%%

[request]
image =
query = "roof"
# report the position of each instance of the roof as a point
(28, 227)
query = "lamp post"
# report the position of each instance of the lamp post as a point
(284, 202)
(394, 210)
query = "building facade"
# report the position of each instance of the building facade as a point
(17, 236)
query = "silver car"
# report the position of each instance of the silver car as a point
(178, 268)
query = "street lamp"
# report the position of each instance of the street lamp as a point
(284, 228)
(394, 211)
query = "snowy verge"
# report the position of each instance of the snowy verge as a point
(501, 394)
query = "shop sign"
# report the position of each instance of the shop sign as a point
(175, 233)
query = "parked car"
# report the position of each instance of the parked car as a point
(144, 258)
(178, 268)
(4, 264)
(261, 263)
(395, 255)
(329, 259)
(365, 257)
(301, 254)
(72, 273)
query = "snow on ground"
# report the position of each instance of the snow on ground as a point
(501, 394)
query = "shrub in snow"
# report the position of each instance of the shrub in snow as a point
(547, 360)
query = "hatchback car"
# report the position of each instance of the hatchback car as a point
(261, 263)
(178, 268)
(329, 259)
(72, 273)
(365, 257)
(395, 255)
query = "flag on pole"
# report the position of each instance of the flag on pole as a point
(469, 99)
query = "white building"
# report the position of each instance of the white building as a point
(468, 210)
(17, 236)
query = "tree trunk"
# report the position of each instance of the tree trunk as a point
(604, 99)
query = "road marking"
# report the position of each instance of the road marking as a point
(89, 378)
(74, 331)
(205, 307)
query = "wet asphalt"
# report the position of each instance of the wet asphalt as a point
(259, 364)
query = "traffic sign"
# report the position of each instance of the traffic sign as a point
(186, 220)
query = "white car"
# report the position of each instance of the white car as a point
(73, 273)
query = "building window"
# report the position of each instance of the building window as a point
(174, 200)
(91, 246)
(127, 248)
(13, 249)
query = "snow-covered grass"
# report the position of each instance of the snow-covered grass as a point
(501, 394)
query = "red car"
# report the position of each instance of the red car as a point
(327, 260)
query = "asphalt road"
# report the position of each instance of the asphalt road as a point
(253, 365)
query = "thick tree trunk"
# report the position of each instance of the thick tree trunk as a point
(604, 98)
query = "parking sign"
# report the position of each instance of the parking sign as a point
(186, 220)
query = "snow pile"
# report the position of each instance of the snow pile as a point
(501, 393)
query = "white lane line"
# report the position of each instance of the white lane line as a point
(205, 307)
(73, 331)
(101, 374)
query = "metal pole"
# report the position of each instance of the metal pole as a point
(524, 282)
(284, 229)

%%

* [Given instruction]: Please output every record, keeping each line exact.

* [Expected output]:
[request]
image =
query = "roof"
# report the position of each instance of the roof as a point
(28, 227)
query = "lamp post"
# report the position of each instance of the lamp post as a point
(284, 202)
(394, 210)
query = "building facade"
# report the position of each instance of the building facade as a point
(17, 236)
query = "silver car"
# report the position of each instance of the silver car as a point
(178, 268)
query = "street lamp"
# report the position of each instance of the street lamp as a point
(284, 228)
(394, 211)
query = "snowy verge"
# report the position of each instance of the snowy verge as a point
(501, 394)
query = "shop sign"
# report the position of each instance of the shop sign as a point
(175, 233)
query = "parked car"
# report the position of each instance of the parked car as a point
(144, 258)
(178, 268)
(4, 264)
(261, 263)
(395, 255)
(329, 259)
(365, 257)
(301, 254)
(72, 273)
query = "snow on ground"
# report the position of each instance of the snow on ground as a point
(501, 394)
query = "shrub in snow"
# report the position of each instance of the shrub in snow as a point
(547, 360)
query = "hatchback car"
# report the position of each instance of the hatchback car as a point
(261, 263)
(178, 268)
(329, 259)
(72, 273)
(365, 257)
(395, 255)
query = "flag on pole"
# report the position of each instance of the flag on pole as a point
(469, 99)
query = "white building"
# report the position of each instance of the white building as a point
(468, 210)
(17, 236)
query = "tree trunk"
# report the position of each instance of the tree trunk as a point
(604, 99)
query = "road marking"
# report the position of each instance of the road marking as a point
(89, 378)
(74, 331)
(205, 307)
query = "wet asphalt"
# report the position of each instance of the wet asphalt as a point
(259, 364)
query = "traffic sign"
# report the position of each instance of the traffic sign as a point
(186, 220)
query = "white car"
# report the position of each instance of the white car as a point
(73, 273)
query = "building window"
# report the position of each instance of the building window as a point
(174, 200)
(91, 246)
(127, 248)
(13, 249)
query = "snow-covered grass"
# report the position of each instance of the snow-covered grass as a point
(501, 394)
query = "red car"
# report the position of each instance of the red car as a point
(327, 260)
query = "asphalt road"
# report the position of each instance of the asphalt road as a point
(253, 365)
query = "thick tree trunk"
# report the position of each instance of the thick tree trunk as a point
(604, 98)
query = "parking sign"
# report the position of each instance of the parking sign as a point
(186, 220)
query = "snow pile"
# report the position of each instance of the snow pile as a point
(501, 393)
query = "white lane line"
# report the position of each instance of the white lane line as a point
(205, 307)
(73, 331)
(101, 374)
query = "metal pole"
# report the position of each instance of the metal pole as a point
(524, 282)
(284, 229)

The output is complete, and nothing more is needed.